Data:
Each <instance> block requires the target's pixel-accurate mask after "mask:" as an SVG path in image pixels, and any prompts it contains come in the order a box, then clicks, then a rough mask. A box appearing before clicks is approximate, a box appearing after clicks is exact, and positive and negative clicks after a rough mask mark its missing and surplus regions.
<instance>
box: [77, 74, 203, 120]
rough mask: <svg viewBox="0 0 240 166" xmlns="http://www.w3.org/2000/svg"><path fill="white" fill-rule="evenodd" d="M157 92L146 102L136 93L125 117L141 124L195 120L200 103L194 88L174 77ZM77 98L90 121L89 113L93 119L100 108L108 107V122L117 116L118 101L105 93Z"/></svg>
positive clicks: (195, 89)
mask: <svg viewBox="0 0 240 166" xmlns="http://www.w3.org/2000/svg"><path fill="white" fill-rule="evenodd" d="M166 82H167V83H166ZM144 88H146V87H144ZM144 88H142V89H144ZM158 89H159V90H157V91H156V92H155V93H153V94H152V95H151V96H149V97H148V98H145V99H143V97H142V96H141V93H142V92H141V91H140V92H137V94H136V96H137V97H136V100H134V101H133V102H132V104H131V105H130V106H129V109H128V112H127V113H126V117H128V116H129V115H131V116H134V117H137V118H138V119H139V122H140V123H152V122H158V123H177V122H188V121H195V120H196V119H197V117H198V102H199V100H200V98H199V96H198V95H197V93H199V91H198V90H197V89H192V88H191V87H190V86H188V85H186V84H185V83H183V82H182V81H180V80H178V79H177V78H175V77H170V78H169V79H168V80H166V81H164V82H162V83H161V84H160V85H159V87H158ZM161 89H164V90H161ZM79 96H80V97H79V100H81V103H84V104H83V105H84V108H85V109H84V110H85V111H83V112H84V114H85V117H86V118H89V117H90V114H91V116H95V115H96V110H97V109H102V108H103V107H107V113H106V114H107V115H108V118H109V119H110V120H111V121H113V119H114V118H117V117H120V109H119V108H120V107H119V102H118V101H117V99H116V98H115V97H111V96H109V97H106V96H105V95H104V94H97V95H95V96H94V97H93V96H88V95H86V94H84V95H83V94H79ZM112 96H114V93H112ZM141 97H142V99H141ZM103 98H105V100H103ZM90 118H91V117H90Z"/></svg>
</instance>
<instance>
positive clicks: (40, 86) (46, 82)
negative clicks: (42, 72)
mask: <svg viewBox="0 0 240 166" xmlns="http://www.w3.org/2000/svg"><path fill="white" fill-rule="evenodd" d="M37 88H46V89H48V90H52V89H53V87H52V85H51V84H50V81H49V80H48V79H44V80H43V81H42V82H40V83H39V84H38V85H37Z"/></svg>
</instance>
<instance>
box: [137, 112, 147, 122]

Work request:
Copy out all lines of the listing above that include "rough".

Solution to the exercise:
Each <instance> block requires the target's pixel-accurate mask after "mask:" as an SVG path in image pixels, and any prompts it contains come in the order a box, then clicks, then a rough mask. A box appearing before clicks is approximate, a box appearing after clicks is exact, and positive and negative clicks after a rough mask mark its missing and surplus regions.
rough mask: <svg viewBox="0 0 240 166" xmlns="http://www.w3.org/2000/svg"><path fill="white" fill-rule="evenodd" d="M157 92L146 102L136 93L125 117L141 124L195 120L200 103L194 88L174 77ZM77 98L90 121L89 113L93 119L100 108L108 107V122L117 116L118 101L105 93Z"/></svg>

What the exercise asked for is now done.